Stored dataset items
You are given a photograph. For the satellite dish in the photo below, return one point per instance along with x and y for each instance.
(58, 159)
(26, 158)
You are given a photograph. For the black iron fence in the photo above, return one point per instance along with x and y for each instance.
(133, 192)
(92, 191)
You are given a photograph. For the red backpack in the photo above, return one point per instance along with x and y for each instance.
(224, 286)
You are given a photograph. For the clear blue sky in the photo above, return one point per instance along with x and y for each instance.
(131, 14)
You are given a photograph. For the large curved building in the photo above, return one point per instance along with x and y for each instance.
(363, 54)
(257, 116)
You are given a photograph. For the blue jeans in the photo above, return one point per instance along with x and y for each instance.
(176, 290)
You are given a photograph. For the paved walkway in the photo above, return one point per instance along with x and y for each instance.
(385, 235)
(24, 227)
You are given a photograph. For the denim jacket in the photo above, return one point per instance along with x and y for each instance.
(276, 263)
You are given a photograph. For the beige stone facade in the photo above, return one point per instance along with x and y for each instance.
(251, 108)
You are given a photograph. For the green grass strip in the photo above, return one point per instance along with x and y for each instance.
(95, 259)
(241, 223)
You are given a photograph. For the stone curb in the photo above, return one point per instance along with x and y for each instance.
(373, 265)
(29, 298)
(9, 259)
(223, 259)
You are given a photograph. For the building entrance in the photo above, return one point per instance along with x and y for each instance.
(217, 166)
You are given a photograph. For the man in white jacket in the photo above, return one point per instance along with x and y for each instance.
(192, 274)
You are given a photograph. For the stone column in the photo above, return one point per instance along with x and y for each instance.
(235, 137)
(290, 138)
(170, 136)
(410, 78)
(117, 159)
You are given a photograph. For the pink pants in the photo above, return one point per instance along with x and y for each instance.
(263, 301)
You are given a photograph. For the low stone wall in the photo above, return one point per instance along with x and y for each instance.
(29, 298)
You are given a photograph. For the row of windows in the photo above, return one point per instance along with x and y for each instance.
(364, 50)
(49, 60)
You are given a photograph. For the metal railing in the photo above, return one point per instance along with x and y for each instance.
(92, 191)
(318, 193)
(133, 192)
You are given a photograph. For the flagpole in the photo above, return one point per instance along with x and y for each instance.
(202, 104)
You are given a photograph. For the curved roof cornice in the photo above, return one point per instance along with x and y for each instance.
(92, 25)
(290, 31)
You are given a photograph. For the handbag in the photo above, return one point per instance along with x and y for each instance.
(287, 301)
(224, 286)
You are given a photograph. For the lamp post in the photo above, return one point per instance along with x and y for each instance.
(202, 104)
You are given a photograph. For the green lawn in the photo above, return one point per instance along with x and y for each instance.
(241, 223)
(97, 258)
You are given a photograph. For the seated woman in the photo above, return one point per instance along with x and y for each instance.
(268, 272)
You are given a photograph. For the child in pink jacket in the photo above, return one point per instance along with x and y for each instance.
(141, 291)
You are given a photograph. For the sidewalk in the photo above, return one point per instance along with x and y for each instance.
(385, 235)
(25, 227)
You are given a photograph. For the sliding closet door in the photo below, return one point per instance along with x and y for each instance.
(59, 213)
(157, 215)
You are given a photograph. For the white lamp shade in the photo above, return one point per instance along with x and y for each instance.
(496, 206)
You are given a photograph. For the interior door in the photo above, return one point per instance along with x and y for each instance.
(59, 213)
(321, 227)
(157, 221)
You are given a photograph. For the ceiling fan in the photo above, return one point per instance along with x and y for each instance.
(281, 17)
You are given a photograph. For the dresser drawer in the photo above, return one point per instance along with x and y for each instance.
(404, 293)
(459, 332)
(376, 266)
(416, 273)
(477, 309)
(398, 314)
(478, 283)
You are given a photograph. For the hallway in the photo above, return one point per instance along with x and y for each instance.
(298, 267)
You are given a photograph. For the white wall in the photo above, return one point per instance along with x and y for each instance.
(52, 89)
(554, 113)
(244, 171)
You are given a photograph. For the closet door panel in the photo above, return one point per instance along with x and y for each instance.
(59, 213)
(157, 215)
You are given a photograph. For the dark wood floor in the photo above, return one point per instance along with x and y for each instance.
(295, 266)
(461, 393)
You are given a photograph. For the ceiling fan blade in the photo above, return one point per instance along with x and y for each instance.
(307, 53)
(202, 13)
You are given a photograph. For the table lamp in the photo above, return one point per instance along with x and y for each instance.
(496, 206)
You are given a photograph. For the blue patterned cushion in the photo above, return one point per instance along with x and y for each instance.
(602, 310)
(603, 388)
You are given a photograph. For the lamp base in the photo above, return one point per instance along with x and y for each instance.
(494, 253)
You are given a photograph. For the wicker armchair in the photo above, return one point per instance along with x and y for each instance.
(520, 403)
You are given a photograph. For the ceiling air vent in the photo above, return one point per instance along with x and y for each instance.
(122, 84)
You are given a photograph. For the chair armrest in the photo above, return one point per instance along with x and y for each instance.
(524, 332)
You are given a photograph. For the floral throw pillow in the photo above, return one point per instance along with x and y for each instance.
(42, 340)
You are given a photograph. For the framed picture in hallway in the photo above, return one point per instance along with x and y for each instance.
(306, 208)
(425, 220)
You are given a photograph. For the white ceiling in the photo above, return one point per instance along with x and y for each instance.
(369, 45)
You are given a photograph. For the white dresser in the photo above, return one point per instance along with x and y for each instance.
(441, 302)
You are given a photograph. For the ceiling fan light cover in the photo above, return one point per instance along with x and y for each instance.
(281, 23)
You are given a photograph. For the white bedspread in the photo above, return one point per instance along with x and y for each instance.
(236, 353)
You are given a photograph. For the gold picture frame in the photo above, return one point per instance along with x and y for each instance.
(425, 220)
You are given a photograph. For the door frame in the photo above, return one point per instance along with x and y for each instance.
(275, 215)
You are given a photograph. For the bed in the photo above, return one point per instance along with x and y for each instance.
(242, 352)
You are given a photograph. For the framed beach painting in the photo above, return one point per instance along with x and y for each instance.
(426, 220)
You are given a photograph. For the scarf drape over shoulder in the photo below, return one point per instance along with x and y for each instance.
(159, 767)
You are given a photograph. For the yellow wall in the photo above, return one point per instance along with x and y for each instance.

## GIVEN PROBLEM
Write out only what runs from the line holding "You are given a photograph. For the framed picture" through the last line of the records, exactly as shown.

## TASK SOLUTION
You are given a photograph. For the framed picture in hallway in the photo above, return one point per instance along with x and y for each instance.
(306, 208)
(425, 220)
You are given a photograph. For the white ceiling in the photo above, return one point per instance along with x and y for each instance.
(369, 45)
You are given a photograph. For the white dresser in the photo above, return one point per instance along with x and y for each instance.
(441, 302)
You are given a photograph. For the ceiling fan light cover in the photo above, return one point per instance along with x and y for each instance.
(281, 23)
You are given a photograph. For the white bedspread in the photo above, return one point per instance along with x and y for each instance.
(236, 353)
You are given a photograph. For the gold picture frame in the photo above, return one point per instance along with x and y for each instance.
(425, 220)
You are given a photograph. For the door frame in the photo above, return one point per instance along with x and y for each instance.
(275, 215)
You are given a photograph. For the bed in the photo above, return one point per instance along with x and y for each instance.
(242, 352)
You are given a photograph. For the framed beach painting in the photo above, return one point per instance along with x and y for each instance.
(426, 220)
You are given a photograph. For the scarf drape over shoulder in the photo below, return one point per instance along with x and y for each instance.
(159, 767)
You are given a photograph. For the yellow wall in the photo above, return one point per instance along with x and y for each instance.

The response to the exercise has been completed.